» **SUPPLIED PASSAGE**

********************

Tesco trials take-back and recycling for plastic toys

The firms will, in the first instance, encourage families to rehome toys by giving them to friends, families, local charities or schools in need. Hasbro’s reasoning is that memories can be kept even if toys are given away or recycled.

Toys not rehomed or donated will then be accepted in take-back bins at Tesco supermarkets across Sussex. Toys from all brands an in all conditions will be accepted.

Broken toys will be processed by Wastebuster, which will oversee collection, cleaning and processing. The processing involves separating parts, melting the plastic and forming new pellets that can be used in new rigid plastic products.

Families can log their recycling and rehoming efforts on the Wastebuster site. In exchange for their work, they can earn points for their school. The 50 highest-scoring schools in the area will be awarded with vouchers to spend on books from participating publishing houses.

With this in mind, the initiative is called ‘Recycle to Read’. Should the initiative prove popular, Tesco will explore ways to bring the toy take-back bins to more stores in regions beyond Sussex.

********************

» **PROVIDED MATERIAL**
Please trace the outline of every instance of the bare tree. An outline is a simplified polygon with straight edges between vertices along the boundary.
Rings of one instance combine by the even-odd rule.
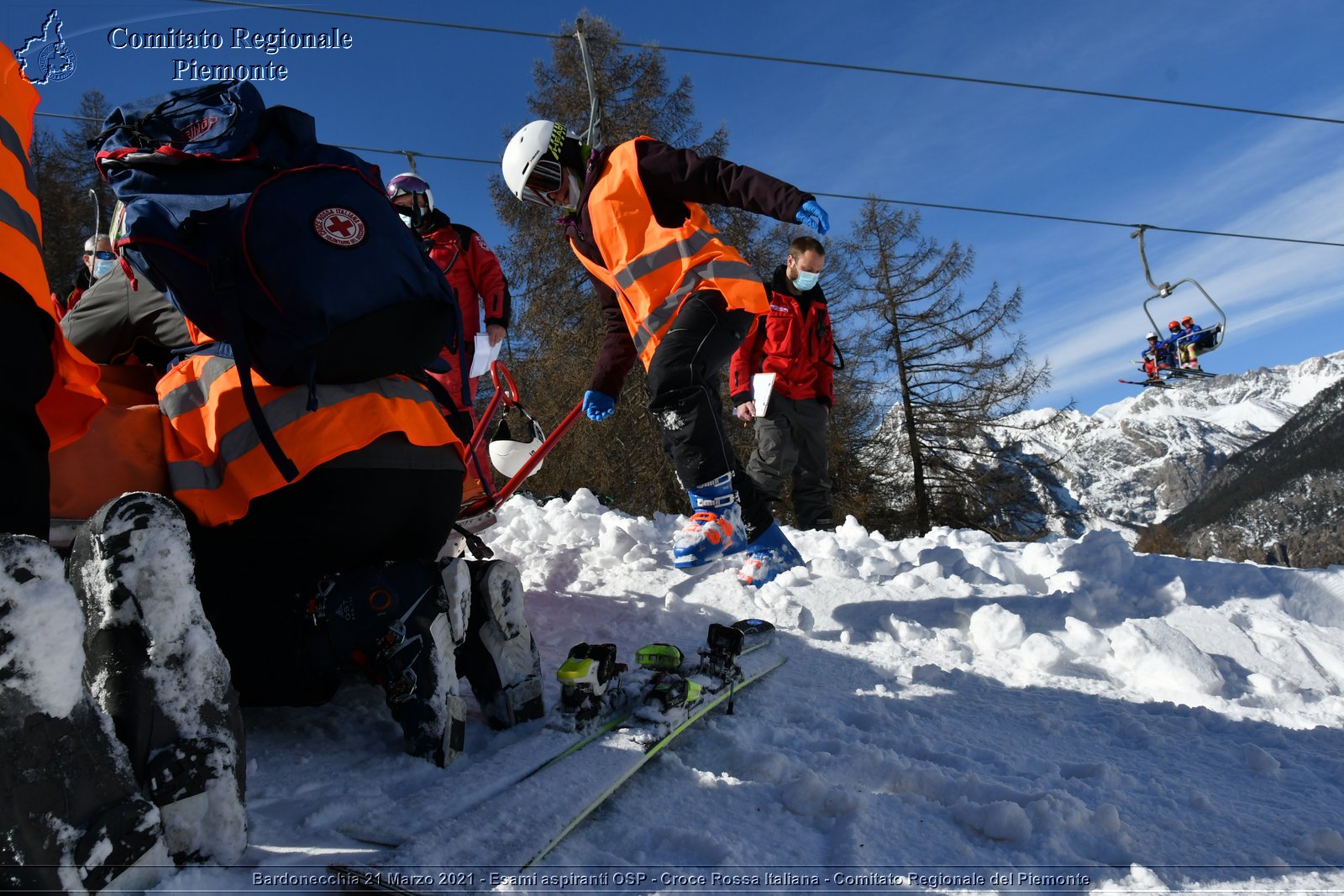
[[[974,253],[919,234],[919,216],[870,200],[845,244],[855,277],[852,310],[871,324],[868,348],[890,364],[892,412],[867,462],[886,469],[883,504],[902,528],[976,528],[996,537],[1039,537],[1059,508],[1040,498],[1050,462],[1021,450],[1016,433],[1048,424],[1009,422],[1050,383],[1048,364],[1027,356],[1011,330],[1021,289],[997,283],[968,302],[961,283]],[[891,458],[907,455],[909,472]]]
[[[85,240],[93,235],[97,196],[101,230],[116,197],[93,165],[89,140],[102,130],[108,101],[89,90],[79,102],[79,118],[60,130],[42,128],[32,140],[32,173],[42,207],[42,261],[52,292],[65,298],[79,271]],[[90,191],[94,191],[90,195]]]

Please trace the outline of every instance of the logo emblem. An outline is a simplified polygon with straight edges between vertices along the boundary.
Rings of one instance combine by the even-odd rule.
[[[75,73],[75,51],[60,36],[63,24],[60,13],[52,9],[42,23],[42,32],[24,40],[23,47],[15,51],[13,58],[19,63],[19,71],[30,83],[56,83]],[[28,63],[34,56],[36,64],[30,71]]]
[[[364,219],[348,208],[324,208],[313,216],[313,231],[332,246],[359,246],[368,228]]]

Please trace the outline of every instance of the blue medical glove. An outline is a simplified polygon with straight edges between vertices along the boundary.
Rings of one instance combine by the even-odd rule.
[[[616,399],[606,392],[589,390],[583,392],[583,412],[590,420],[605,420],[616,414]]]
[[[800,224],[810,227],[821,236],[825,236],[827,231],[831,230],[831,219],[827,216],[827,210],[818,206],[814,199],[802,203],[794,218]]]

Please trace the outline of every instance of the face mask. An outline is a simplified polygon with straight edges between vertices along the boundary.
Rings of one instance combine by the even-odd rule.
[[[569,201],[569,204],[564,206],[564,211],[573,215],[575,211],[578,211],[579,193],[583,191],[583,187],[579,184],[578,175],[575,175],[573,171],[567,171],[566,175],[569,176],[570,188],[569,188],[569,196],[564,197]]]
[[[800,293],[805,293],[816,286],[818,279],[821,279],[820,271],[800,270],[798,275],[793,278],[793,287]]]

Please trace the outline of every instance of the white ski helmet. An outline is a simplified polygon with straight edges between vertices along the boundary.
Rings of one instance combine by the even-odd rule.
[[[501,476],[513,478],[517,472],[523,469],[527,459],[536,454],[538,449],[542,447],[542,442],[546,441],[546,433],[542,430],[542,424],[538,423],[531,414],[523,410],[521,406],[515,406],[517,412],[523,415],[523,426],[527,433],[521,438],[515,437],[509,431],[508,426],[508,412],[500,416],[500,423],[495,427],[495,435],[491,437],[491,463],[495,469],[500,472]],[[532,473],[542,469],[546,461],[538,461],[536,466],[532,467]],[[528,473],[528,476],[532,476]]]
[[[554,206],[547,193],[555,192],[563,183],[564,165],[560,160],[566,154],[566,141],[575,141],[575,146],[578,145],[577,138],[558,121],[534,121],[513,134],[500,161],[509,192],[523,201]],[[577,159],[566,161],[578,164]],[[577,200],[578,177],[574,172],[570,172],[570,197]]]
[[[387,197],[396,199],[406,193],[419,193],[425,196],[426,210],[434,211],[434,193],[430,192],[429,181],[414,171],[403,171],[387,181]]]

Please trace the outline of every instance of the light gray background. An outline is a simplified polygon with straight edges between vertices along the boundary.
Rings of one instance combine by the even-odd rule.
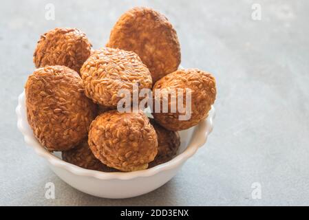
[[[53,3],[56,20],[45,19]],[[262,20],[251,19],[260,3]],[[105,45],[134,6],[164,14],[176,29],[182,65],[214,74],[217,116],[206,144],[169,183],[127,199],[78,192],[25,146],[15,107],[40,34],[84,31]],[[4,1],[0,8],[0,205],[309,205],[308,1]],[[45,198],[52,182],[56,199]],[[253,199],[251,186],[262,186]]]

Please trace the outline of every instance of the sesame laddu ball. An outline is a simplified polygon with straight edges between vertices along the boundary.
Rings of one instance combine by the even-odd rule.
[[[116,109],[127,89],[133,101],[134,87],[151,89],[151,76],[139,56],[133,52],[119,49],[102,48],[92,52],[81,69],[87,96],[98,104]],[[121,90],[120,90],[121,89]],[[143,99],[139,97],[138,100]]]
[[[85,33],[76,28],[55,28],[42,36],[35,49],[36,67],[64,65],[79,74],[90,56],[92,45]]]
[[[158,152],[157,135],[142,112],[103,113],[90,126],[88,144],[101,162],[127,172],[146,169]]]
[[[65,66],[37,69],[25,90],[29,124],[49,151],[69,150],[87,137],[96,107],[76,72]]]
[[[153,83],[177,70],[181,61],[176,31],[163,14],[149,8],[134,8],[123,14],[106,46],[138,54]]]
[[[215,102],[217,93],[215,78],[211,74],[198,69],[180,69],[165,76],[156,82],[153,88],[153,104],[160,103],[162,106],[163,95],[156,96],[157,89],[162,91],[162,94],[169,94],[171,91],[182,89],[183,102],[180,104],[186,109],[185,113],[180,112],[178,109],[175,113],[163,112],[162,108],[160,108],[160,112],[153,113],[155,120],[170,131],[187,129],[206,118]],[[191,93],[191,100],[188,103],[186,102],[186,89]],[[171,109],[171,103],[173,102],[169,99],[169,109]],[[178,107],[180,103],[176,103]],[[191,105],[190,108],[187,108],[188,104]],[[187,112],[187,109],[189,112]],[[189,118],[180,120],[180,116],[185,114],[189,116]]]

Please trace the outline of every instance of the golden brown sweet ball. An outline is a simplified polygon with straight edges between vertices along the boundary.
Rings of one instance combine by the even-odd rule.
[[[85,139],[74,148],[63,151],[62,159],[68,163],[86,169],[103,172],[118,172],[116,169],[102,164],[100,160],[94,157],[89,147],[87,139]]]
[[[177,70],[181,61],[176,31],[163,14],[151,8],[134,8],[123,14],[106,46],[138,54],[153,83]]]
[[[101,162],[122,171],[147,168],[158,152],[157,135],[143,113],[103,113],[90,126],[88,144]]]
[[[36,67],[64,65],[79,74],[90,56],[92,45],[76,28],[56,28],[41,36],[33,55]]]
[[[175,113],[171,112],[170,110],[167,113],[164,113],[162,107],[160,112],[153,113],[156,121],[170,131],[189,129],[206,118],[216,96],[215,78],[211,74],[198,69],[175,71],[163,77],[155,84],[153,88],[153,102],[154,104],[157,102],[162,105],[164,96],[156,96],[155,90],[157,89],[160,89],[162,94],[171,94],[172,91],[177,91],[178,89],[182,89],[182,92],[180,93],[183,95],[183,100],[180,103],[180,106],[184,107],[184,109],[182,109],[184,110],[182,113],[179,111],[178,107]],[[191,91],[191,102],[188,103],[186,101],[186,89]],[[171,109],[171,103],[173,102],[169,99],[169,109]],[[177,103],[177,107],[178,104]],[[191,104],[191,108],[189,108],[189,106],[187,104]],[[180,120],[180,116],[186,115],[188,116],[187,119]],[[187,117],[184,118],[185,118]]]
[[[138,56],[119,49],[94,51],[85,62],[81,74],[86,96],[106,107],[117,107],[122,98],[118,96],[120,89],[127,89],[132,98],[134,86],[138,91],[152,87],[150,72]]]
[[[150,119],[150,123],[158,135],[158,154],[155,160],[149,163],[149,168],[164,164],[173,159],[180,146],[178,132],[165,129],[153,119]]]
[[[66,151],[87,137],[96,105],[84,94],[81,76],[64,66],[36,69],[25,84],[29,124],[49,151]]]

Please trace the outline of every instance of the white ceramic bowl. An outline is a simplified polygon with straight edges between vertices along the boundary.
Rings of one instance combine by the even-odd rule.
[[[213,119],[215,116],[215,109],[212,107],[206,120],[194,127],[180,132],[180,147],[176,157],[171,161],[145,170],[104,173],[67,163],[61,159],[61,153],[52,153],[41,145],[27,120],[24,92],[19,97],[16,112],[17,126],[23,133],[25,143],[47,161],[56,175],[82,192],[113,199],[129,198],[147,193],[173,178],[187,160],[206,143],[213,129]]]

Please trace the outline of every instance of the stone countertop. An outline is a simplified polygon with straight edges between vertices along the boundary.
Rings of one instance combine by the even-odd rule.
[[[0,205],[309,205],[309,3],[113,2],[1,3]],[[55,20],[45,19],[47,3],[54,6]],[[253,3],[261,6],[261,20]],[[61,181],[25,146],[14,109],[34,69],[40,34],[75,27],[99,48],[119,16],[134,6],[153,8],[171,21],[182,66],[216,77],[215,128],[206,144],[158,190],[131,199],[96,198]],[[54,199],[45,197],[47,182],[55,185]]]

********************

» **EXERCISE SET**
**a)** According to the toy recycling article, which company will process the broken toys?
**b)** From the toy recycling article, write out the passage that begins at the words "Tesco trials take-back" and stops after "away or recycled.".
Rely only on the toy recycling article to answer.

» **OUTPUTS BY TASK**
**a)** Wastebuster

**b)**
Tesco trials take-back and recycling for plastic toys

The firms will, in the first instance, encourage families to rehome toys by giving them to friends, families, local charities or schools in need. Hasbro’s reasoning is that memories can be kept even if toys are given away or recycled.